-- WHAT YOU SHOULD DO --
Write out all of the records below verbatim, line for line and in their original order.

····················

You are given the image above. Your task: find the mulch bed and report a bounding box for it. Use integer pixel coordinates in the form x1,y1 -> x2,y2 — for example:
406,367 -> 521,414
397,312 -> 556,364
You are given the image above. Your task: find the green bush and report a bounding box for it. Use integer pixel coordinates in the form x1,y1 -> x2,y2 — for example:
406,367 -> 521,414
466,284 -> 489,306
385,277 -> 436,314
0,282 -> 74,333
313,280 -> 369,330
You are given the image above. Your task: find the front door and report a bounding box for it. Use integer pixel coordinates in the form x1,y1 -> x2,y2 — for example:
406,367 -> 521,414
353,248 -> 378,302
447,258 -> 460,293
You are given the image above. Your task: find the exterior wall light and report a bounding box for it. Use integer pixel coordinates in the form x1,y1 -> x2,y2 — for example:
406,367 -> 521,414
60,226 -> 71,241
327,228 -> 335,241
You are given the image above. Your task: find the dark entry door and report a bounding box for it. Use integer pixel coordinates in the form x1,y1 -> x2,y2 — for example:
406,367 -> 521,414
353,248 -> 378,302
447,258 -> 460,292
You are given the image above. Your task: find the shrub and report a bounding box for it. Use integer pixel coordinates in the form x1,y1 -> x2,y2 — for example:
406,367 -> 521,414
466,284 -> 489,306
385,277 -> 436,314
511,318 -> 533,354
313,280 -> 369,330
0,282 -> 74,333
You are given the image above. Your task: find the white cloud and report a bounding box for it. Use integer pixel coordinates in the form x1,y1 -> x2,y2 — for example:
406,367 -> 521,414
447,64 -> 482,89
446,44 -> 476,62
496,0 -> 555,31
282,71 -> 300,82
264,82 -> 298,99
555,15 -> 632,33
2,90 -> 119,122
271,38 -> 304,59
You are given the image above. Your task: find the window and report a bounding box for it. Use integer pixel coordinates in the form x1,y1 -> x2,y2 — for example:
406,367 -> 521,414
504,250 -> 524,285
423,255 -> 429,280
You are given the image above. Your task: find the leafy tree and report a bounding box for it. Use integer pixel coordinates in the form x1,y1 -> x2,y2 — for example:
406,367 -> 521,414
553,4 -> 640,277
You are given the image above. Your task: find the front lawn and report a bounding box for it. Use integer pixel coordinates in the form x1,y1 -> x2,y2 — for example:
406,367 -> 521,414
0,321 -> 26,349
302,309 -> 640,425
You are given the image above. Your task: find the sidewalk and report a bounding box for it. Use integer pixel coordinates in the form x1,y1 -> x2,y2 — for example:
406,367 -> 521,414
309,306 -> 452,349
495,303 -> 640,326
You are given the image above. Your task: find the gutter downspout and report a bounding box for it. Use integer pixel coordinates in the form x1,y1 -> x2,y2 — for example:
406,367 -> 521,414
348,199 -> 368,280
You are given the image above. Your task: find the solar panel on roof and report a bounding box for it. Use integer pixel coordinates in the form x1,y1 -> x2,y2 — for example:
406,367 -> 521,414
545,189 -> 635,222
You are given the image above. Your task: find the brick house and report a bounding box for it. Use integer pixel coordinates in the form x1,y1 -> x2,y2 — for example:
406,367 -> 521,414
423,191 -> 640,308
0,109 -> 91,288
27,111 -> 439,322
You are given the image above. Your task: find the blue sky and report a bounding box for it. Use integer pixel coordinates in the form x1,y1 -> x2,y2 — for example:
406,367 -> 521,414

····················

-- ANSWER FOR THIS EXERCISE --
You are given the image above. Your task: find the mulch bed and report a bounding box for it. Use integer pixel coordinates in the form x1,y1 -> x2,y2 — for example:
406,367 -> 521,414
397,312 -> 556,364
You are given the image above. Your task: find the green bush and report a bounding box for it. Use integer pixel coordinates in the form x1,y1 -> x2,y2 — for example:
406,367 -> 521,414
466,284 -> 489,306
385,277 -> 436,314
0,282 -> 74,333
313,280 -> 369,330
You are given the image above. Your task: find the front door and report a bounding box for it. Use integer pixel coordinates in the form x1,y1 -> x2,y2 — for example:
406,367 -> 521,414
353,248 -> 378,302
447,258 -> 460,293
You are given the image above. Your task: find the exterior wall light and report a bounding box for it. Use integer pixel coordinates in the form x1,y1 -> x2,y2 — for example:
406,367 -> 521,414
60,226 -> 71,241
327,228 -> 335,241
You are given the image above. Your task: find the dark entry door and report a bounding box for it. Use integer pixel coordinates in the form x1,y1 -> x2,y2 — for example:
406,367 -> 521,414
353,248 -> 378,302
447,258 -> 460,292
You are given the image above. Your task: find the shrub and report a bounding box for it. Use integer pixel coordinates in the form x1,y1 -> x2,y2 — for example:
406,367 -> 521,414
466,284 -> 489,306
385,277 -> 436,314
511,318 -> 533,354
313,280 -> 369,330
0,282 -> 74,333
You are given the image above. Your task: find the white cloud and report a bounding box for it. Use integer pixel coordinates in the form x1,y1 -> x2,y2 — for example:
406,367 -> 521,414
447,64 -> 482,89
446,44 -> 476,62
496,0 -> 555,31
282,71 -> 300,82
264,82 -> 298,99
555,15 -> 632,33
2,90 -> 119,122
271,38 -> 304,59
You are given the image above. Your task: find the window and report a bounding box for it. Use integer pixel coordinates in the form x1,y1 -> x2,y2 — for example:
406,367 -> 521,414
504,250 -> 524,285
423,255 -> 429,280
You are given the image above. Your task: find the leafy tree and report a bounding box for it. Use integer pixel coordinates in the form x1,y1 -> x2,y2 — for example:
406,367 -> 521,414
553,4 -> 640,277
You are given the image above. Your task: find the front lawn and report a bounding box for it. Use integer pixel coordinates in the form x1,y1 -> x2,y2 — for example:
406,367 -> 521,414
0,321 -> 26,349
302,309 -> 640,425
You are given the image above. Your task: find the sidewalk and report a bounding box for it. Use integer pixel coordinates in the form x1,y1 -> x2,y2 — for example:
406,367 -> 521,414
309,306 -> 452,349
495,303 -> 640,326
You are given the image above. Your task: find the gutter downspout and report a bounding box for it. Use integer pixel coordinates in the form x1,y1 -> x2,y2 — for example:
406,367 -> 521,414
348,199 -> 368,280
You are given the image above. Your task: find the solar panel on roof and report a bounding box for it. Use integer pixel coordinates in the form x1,y1 -> x2,y2 — for example:
406,367 -> 521,414
545,189 -> 635,222
You are given the image above. Your task: find the brick house and report a bounding box for it. Use integer pixel coordinates in the form x1,y1 -> x2,y2 — for example:
406,367 -> 521,414
423,191 -> 640,308
0,109 -> 91,288
27,111 -> 439,322
You are given the image above. Your task: find the blue sky and report a bounding box for it. Use integer pixel coordinates in the form x1,y1 -> x2,y2 — for example:
406,367 -> 521,414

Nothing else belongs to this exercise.